WORK ORDER 1:
Set down the passage of the seafloor classification text from "The ANOSIM global" up to and including "of the NZSCC.", word for word.
WORK ORDER 2:
Rewrite the paragraph of the seafloor classification text beginning "Here we describe an approach" as a shorter bulleted list that keeps its main facts.

The New Zealand Seafloor Community Classification (NZSCC) is a national‐scale numerical community classification which depicts compositional turnover of 1716 taxa (demersal fish, reef fish, benthic invertebrates and macroalgae) classified into 75 groups representing seafloor communities. To ensure the continual use of the NZSCC for spatial planning and reporting, a robust maintenance framework must be set in place; key to this is being able to assess the ability of the classification to represent (discriminate between) different seafloor communities.
Here we describe an approach for validating the NZSCC using temporally independent evaluation data for demersal fish and benthic invertebrates (the latter sampled via a different method), which identifies whether the NZSCC represents different seafloor communities (i.e., assesses classification strength), evaluates the underlying statistical model, and considers heterogeneity in environmental coverage and statistical uncertainty. Additionally, the availability of abundance estimates for these evaluation datasets provides an opportunity to test whether the NZSCC—which was developed using presence‐absence data—can reflect abundance‐weighted seafloor communities.
The ANOSIM global R values (measuring classification strength) were 0.53 and 0.46 (and significant at the 1% level) for demersal fish and benthic invertebrates, respectively, indicating that the NZSCC groups define biologically distinctive environments.
The proportion of significant inter‐group differences were very high (95% and 97% for demersal fish and benthic invertebrates, respectively) suggesting NZSCC groups were distinct from each other in their taxonomic composition.
There were positive relationships between the evaluation datasets and the underlying statistical model. There was no evidence of these relationships being affected by the statistical uncertainty of the NZSCC.
NZSCC model validation metrics using abundance evaluation data were also moderately high (albeit lower than for presence‐absence for invertebrates) suggesting that the NZSCC, can at least in part, represent variation in abundance‐weighted communities. Results presented here suggest that the existing NZSCC is currently fit‐for‐purpose for informing management decisions.

RECORD SET:
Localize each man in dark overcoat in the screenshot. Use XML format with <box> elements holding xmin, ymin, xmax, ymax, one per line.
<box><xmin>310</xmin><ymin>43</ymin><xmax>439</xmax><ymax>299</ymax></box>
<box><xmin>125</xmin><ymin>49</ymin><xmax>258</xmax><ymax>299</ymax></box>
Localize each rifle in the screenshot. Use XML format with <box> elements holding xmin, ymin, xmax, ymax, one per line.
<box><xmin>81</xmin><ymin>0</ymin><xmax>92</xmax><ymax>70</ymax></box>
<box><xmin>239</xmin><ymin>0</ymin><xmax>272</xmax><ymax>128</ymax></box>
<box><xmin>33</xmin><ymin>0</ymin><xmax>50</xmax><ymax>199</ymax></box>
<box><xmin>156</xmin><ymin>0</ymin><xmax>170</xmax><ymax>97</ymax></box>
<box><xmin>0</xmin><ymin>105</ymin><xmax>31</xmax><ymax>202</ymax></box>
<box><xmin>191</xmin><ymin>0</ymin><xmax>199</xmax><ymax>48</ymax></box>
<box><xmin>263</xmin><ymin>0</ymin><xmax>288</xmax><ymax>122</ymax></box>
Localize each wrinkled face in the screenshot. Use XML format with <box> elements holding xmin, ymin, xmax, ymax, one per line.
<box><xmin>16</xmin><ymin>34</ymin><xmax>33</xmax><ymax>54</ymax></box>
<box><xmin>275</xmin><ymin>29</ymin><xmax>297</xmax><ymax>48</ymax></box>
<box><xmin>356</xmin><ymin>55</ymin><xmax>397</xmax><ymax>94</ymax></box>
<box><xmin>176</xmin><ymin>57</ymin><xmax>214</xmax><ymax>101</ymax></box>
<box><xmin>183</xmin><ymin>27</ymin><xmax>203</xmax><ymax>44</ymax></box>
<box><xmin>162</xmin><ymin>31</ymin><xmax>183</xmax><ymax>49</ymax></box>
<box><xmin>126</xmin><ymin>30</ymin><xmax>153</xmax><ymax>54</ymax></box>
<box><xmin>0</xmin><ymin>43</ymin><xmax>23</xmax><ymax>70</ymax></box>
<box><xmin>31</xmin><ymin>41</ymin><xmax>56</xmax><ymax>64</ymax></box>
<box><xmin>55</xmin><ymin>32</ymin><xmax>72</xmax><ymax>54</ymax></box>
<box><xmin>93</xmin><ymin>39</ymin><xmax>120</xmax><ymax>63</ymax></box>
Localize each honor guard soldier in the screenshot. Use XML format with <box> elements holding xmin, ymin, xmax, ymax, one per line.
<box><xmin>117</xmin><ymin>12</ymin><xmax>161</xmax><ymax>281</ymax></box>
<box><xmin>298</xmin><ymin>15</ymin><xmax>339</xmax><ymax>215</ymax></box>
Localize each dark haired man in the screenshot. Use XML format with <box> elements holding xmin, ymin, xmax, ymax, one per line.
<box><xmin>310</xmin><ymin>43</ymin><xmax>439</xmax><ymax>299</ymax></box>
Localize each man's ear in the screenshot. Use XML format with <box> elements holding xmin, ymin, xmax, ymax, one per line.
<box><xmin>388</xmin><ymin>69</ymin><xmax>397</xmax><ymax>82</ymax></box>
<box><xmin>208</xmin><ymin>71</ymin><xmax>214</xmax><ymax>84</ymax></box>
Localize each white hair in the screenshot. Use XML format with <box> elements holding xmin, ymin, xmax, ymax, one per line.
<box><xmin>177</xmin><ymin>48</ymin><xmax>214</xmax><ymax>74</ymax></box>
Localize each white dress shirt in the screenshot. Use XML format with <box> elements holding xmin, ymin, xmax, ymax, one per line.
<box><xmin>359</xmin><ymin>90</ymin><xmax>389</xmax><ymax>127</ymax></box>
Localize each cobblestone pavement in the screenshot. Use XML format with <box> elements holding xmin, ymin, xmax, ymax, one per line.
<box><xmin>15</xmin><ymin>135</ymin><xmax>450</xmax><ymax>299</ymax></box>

FINAL ANSWER 1:
The ANOSIM global R values (measuring classification strength) were 0.53 and 0.46 (and significant at the 1% level) for demersal fish and benthic invertebrates, respectively, indicating that the NZSCC groups define biologically distinctive environments.
The proportion of significant inter‐group differences were very high (95% and 97% for demersal fish and benthic invertebrates, respectively) suggesting NZSCC groups were distinct from each other in their taxonomic composition.
There were positive relationships between the evaluation datasets and the underlying statistical model. There was no evidence of these relationships being affected by the statistical uncertainty of the NZSCC.

FINAL ANSWER 2:
- Validates the NZSCC using temporally independent evaluation data for demersal fish and benthic invertebrates (the invertebrates sampled by a different method).
- Tests whether the NZSCC represents different seafloor communities (classification strength).
- Evaluates the underlying statistical model.
- Considers heterogeneity in environmental coverage and statistical uncertainty.
- Uses the abundance estimates in these datasets to test whether the NZSCC, built from presence-absence data, can reflect abundance-weighted seafloor communities.